| Problem statement |
Output exactly the line containing "point: chrome faucet" and each line after it through the last line of the records, and nothing else.

Record set Start Marker

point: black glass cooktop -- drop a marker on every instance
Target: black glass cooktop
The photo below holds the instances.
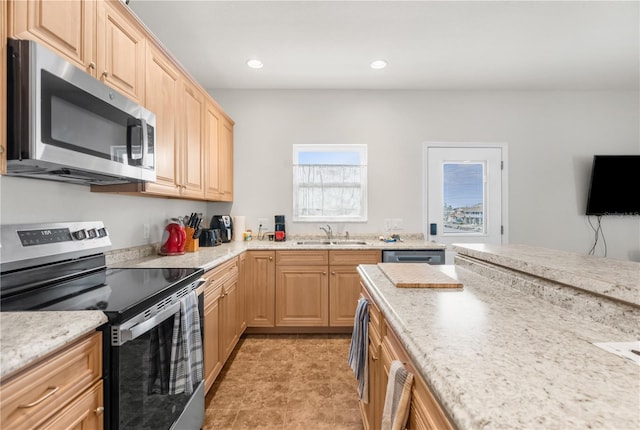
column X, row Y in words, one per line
column 119, row 293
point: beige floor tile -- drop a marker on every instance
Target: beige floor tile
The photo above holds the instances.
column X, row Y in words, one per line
column 256, row 419
column 277, row 382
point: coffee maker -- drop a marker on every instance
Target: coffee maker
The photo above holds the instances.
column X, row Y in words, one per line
column 280, row 233
column 225, row 225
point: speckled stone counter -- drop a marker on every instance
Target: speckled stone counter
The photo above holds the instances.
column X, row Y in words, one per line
column 497, row 357
column 210, row 257
column 28, row 336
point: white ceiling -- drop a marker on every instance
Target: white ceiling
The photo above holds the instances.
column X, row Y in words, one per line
column 434, row 45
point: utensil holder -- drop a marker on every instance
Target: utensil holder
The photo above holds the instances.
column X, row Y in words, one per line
column 191, row 244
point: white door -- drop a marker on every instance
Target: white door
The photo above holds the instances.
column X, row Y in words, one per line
column 466, row 192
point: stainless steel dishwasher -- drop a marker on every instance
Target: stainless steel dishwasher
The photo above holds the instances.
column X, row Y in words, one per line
column 430, row 256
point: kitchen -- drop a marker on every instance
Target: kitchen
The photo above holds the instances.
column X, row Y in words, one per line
column 556, row 128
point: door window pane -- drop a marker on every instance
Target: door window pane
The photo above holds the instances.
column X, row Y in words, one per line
column 464, row 198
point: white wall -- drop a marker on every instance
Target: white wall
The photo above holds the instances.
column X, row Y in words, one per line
column 551, row 137
column 30, row 200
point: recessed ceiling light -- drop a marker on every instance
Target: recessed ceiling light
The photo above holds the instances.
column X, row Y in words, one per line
column 255, row 64
column 378, row 64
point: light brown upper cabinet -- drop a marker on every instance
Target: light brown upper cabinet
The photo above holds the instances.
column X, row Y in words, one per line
column 194, row 137
column 160, row 73
column 66, row 27
column 192, row 156
column 120, row 50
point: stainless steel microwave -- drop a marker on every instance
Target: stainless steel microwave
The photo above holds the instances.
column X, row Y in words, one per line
column 65, row 125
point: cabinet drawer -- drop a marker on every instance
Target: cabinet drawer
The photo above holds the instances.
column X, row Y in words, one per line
column 307, row 258
column 34, row 395
column 353, row 258
column 375, row 317
column 221, row 273
column 86, row 412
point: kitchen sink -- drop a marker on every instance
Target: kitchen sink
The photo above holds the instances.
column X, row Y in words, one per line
column 313, row 242
column 333, row 242
column 349, row 242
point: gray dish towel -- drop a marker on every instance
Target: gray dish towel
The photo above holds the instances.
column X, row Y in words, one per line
column 398, row 398
column 186, row 349
column 358, row 350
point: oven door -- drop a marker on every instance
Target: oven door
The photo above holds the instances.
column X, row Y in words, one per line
column 139, row 397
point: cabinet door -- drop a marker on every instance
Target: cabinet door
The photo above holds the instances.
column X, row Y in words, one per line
column 260, row 288
column 230, row 331
column 242, row 296
column 66, row 27
column 121, row 50
column 344, row 291
column 226, row 161
column 212, row 149
column 192, row 156
column 162, row 88
column 3, row 88
column 212, row 358
column 84, row 413
column 302, row 296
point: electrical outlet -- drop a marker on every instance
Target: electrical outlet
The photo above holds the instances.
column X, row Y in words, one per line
column 387, row 224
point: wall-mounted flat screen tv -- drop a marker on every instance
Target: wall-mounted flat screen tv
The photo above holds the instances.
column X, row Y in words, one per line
column 615, row 185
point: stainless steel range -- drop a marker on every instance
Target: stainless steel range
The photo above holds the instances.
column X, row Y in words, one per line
column 61, row 267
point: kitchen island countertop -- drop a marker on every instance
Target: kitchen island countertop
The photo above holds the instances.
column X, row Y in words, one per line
column 498, row 357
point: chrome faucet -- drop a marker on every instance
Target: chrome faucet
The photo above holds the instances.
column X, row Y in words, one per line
column 328, row 231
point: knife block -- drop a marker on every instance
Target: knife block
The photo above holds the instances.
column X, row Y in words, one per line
column 191, row 244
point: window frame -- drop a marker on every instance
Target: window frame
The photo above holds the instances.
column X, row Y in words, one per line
column 361, row 149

Record set End Marker

| Exercise answer |
point: chrome faucet -- drop a marker on every instance
Target: chrome faucet
The photo above holds the instances.
column X, row Y in words, one per line
column 328, row 231
point: knife block -- drop a marker on every instance
Target: knife block
The photo above holds the instances.
column X, row Y in words, one per line
column 191, row 244
point: window frame -- drop a marker on every instance
Target: window frame
The photo above holds the instances.
column X, row Y in words, one per line
column 361, row 149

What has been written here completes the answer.